* Source extract *
Susan V. Clayton Homes was a public housing unit in the Second Ward area of the East End district of Houston. Operated by the Houston Housing Authority (HHA), the development was located on Runnels Street along the Buffalo Bayou and east of Downtown Houston. It was adjacent to railroad tracks and warehouses. It had 296 units.

==History==
Susan Vaughn Clayton donated property which houses Clayton Homes to the City of Houston, and it opened in 1952. Most of the new residents were Hispanic, had large families, and were of low income statuses. About 2,500 families of Mexican origin resided in Clayton Homes in the late 1950s. A Houston Chronicle article from the period stated that its location, away from major landmarks and with surrounding the bayou, railroad tracks, and warehouses inhibiting foot traffic, made some poor people reluctant to live there.

Neighborhood Centers Association of Houston and Harris County established the Clayton Homes Neighborhood Development Program in 1959 and began inquiring about getting grants for it in 1961.

It was renovated in 2007.

By 2010 Lola Santos-Cantu had organized a reunion for people who resided in Clayton Homes as children during the 1950s and 1960s.

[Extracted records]
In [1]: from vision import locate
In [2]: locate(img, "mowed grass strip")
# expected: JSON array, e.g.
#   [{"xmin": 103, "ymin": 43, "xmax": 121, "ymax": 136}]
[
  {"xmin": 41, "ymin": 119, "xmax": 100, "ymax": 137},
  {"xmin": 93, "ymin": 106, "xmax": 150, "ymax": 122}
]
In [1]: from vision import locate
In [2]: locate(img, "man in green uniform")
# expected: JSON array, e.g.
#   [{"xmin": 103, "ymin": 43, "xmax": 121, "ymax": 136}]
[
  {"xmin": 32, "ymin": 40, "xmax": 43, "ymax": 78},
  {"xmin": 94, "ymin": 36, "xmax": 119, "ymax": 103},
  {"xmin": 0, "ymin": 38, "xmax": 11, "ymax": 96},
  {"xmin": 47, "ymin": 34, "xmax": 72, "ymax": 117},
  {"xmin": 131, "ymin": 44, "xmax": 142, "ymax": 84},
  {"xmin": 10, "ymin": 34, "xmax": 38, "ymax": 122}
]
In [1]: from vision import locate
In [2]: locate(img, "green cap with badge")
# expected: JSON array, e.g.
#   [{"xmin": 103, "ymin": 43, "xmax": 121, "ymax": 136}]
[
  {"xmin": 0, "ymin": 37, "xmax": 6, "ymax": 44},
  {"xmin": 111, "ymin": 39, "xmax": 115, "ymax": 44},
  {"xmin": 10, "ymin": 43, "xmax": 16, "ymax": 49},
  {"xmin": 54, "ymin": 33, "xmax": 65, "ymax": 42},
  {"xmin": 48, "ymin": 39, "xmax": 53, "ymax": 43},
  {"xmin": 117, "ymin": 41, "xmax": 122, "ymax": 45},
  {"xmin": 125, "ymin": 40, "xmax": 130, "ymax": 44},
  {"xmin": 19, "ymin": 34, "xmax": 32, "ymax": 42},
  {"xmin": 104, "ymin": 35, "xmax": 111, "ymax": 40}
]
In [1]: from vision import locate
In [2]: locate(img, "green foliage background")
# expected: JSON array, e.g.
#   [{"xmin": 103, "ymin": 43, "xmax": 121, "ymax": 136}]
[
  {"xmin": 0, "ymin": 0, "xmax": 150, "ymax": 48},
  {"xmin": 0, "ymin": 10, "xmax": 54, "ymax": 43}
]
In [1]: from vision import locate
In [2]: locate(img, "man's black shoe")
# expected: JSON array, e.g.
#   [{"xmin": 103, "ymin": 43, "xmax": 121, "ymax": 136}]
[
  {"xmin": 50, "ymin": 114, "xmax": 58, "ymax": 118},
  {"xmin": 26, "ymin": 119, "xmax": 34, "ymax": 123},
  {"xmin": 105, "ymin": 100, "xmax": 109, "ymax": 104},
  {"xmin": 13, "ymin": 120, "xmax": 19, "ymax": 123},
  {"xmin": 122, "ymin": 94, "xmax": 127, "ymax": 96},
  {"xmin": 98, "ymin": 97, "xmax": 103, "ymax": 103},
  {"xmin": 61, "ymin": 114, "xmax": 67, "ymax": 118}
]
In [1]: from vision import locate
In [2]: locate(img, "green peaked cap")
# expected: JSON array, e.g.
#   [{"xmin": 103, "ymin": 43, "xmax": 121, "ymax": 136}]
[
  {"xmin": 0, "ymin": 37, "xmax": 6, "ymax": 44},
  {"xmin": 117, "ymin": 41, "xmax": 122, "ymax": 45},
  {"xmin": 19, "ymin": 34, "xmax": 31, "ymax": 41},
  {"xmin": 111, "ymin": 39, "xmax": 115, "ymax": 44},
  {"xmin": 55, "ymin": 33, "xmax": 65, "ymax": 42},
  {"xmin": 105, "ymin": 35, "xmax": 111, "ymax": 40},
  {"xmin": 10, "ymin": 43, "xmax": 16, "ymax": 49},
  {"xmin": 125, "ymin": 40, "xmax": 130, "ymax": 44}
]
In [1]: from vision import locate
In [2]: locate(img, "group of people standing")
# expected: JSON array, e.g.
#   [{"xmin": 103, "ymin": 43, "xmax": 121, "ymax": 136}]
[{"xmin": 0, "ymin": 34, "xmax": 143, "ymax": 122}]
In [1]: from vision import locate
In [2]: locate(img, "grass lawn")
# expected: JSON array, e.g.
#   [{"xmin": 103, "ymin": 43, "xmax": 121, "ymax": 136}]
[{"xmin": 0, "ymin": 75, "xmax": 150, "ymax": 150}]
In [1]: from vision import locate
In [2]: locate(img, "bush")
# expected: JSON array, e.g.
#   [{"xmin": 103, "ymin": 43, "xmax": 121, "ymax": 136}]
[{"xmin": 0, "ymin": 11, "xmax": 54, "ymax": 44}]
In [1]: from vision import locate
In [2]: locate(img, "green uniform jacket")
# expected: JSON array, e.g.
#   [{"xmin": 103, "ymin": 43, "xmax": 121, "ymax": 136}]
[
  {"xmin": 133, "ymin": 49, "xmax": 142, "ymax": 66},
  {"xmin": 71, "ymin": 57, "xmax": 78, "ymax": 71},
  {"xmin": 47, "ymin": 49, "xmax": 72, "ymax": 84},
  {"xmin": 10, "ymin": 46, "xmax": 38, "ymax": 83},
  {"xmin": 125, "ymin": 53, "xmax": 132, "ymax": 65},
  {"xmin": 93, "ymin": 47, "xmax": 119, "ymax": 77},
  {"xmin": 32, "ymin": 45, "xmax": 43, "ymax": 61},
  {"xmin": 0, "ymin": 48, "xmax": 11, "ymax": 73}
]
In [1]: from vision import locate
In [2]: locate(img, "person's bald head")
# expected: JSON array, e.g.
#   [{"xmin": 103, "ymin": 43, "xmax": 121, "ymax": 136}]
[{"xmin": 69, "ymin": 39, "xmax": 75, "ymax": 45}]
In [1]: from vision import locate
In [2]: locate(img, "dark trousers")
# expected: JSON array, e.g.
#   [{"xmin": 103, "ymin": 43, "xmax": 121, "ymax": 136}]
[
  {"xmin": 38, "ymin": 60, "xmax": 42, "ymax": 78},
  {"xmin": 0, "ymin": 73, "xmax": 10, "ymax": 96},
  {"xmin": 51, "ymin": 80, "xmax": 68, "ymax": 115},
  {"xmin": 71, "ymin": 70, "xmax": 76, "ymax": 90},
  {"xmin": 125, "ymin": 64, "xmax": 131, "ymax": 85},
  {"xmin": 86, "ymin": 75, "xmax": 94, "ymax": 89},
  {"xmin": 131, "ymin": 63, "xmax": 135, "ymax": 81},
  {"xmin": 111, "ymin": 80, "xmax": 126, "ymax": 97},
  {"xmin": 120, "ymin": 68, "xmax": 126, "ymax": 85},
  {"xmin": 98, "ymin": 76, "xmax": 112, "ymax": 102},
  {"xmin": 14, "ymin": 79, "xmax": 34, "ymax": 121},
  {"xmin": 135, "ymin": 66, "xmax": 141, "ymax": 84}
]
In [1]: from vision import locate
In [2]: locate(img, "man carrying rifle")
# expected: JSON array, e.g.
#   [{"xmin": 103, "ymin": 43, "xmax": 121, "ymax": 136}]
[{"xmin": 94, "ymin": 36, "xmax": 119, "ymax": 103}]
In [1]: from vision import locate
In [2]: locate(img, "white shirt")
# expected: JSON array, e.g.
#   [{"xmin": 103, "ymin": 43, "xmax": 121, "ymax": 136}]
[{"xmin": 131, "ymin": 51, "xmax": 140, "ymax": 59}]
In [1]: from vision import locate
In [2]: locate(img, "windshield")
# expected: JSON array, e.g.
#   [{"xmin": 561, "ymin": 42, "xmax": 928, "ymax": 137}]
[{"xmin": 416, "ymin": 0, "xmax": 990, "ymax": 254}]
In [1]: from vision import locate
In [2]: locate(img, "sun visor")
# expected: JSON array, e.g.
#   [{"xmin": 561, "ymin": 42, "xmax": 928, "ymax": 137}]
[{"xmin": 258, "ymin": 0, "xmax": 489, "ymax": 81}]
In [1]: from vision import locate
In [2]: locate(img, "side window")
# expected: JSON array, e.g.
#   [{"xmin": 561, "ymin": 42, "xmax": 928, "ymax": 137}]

* Instructions *
1 – How many units did the housing development in the Clayton Homes text have?
2 – Resume the Clayton Homes text, picking up after its final sentence.
These records are separate material and have no connection to the Clayton Homes text.

* Your written answers *
1 – 296 units.

2 –
Almost 40% of the units were flooded by Hurricane Harvey in 2017. Tenants reported that their landlord asked them for rent even though their rooms were flooded, but the HHA later refunded the rent. Of the HHA complexes affected by Harvey, Clayton received the most damage. The HHA deemed the flooded apartments, infested with mold and E. coli, a total loss and had them demolished; they will not be rebuilt as Interstate 45 will be expanded. As of July 2022, Clayton Homes has been permanently closed, with all residents being relocated to various locations within HHA, and demolition soon in preparation.

==Education==
Residents are within the Houston Independent School District (HISD). Zoned schools include: Blanche Kelso Bruce Elementary School in the Fifth Ward, Navarro Middle School (formerly Stonewall Jackson Middle School) in Eastwood, and Wheatley High School in the Fifth Ward.

It is also in proximity to Baylor College of Medicine Biotech Academy at Rusk (a middle school, formerly Rusk K-8 School and Rusk Elementary School), which is near Settegast Park, at Garrow and Paige Streets. Beginning in the 2016–2017 school year the elementary zoned grades at Rusk were phased out. PreKindergarten through grade 2 at Rusk will be phased out immediately, with 3-5 being phased out in the following five years; elementary grades for Rusk will be phased out by fall 2019.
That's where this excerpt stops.